I'm saying the # of interrupts should equal the # of counters w/regards to the dts and binding.

> Below is an update I've added to the documentation to better describe the interrupts. Does this help?
> 
> @@ -104,8 +103,19 @@ specific to ARM.
>                - interrupts:
>                        Usage: required
>                        Value type: <prop-encoded-array>
> -                   Definition: comma-separated list of unique PMU
> -                               interrupts
> +                 Definition: comma-separated list of counter overflow
> +                             interrupts.
> +
> +                             The CCI PMU has an interrupt signal for each
> +                             counters. Typically, the number of
> +                             interrupts will be equal to the number of
> +                             counters.

**Data excerpt**
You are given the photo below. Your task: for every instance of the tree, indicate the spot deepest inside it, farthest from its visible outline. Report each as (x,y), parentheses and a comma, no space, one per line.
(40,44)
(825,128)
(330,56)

**Problems to work on**
1. In the PMU interrupts text, give the passage from "I'm saying the" to "Does this help?" again, swapping "documentation" for "binding text".
2. Based on the PMU interrupts text, why will the number of interrupts typically equal the number of counters?

**Solutions to each task**
1.
I'm saying the # of interrupts should equal the # of counters w/regards to the dts and binding.

> Below is an update I've added to the binding text to better describe the interrupts. Does this help?

2. The CCI PMU has an interrupt signal for each counter. So the number of counter overflow interrupts will typically match the number of counters.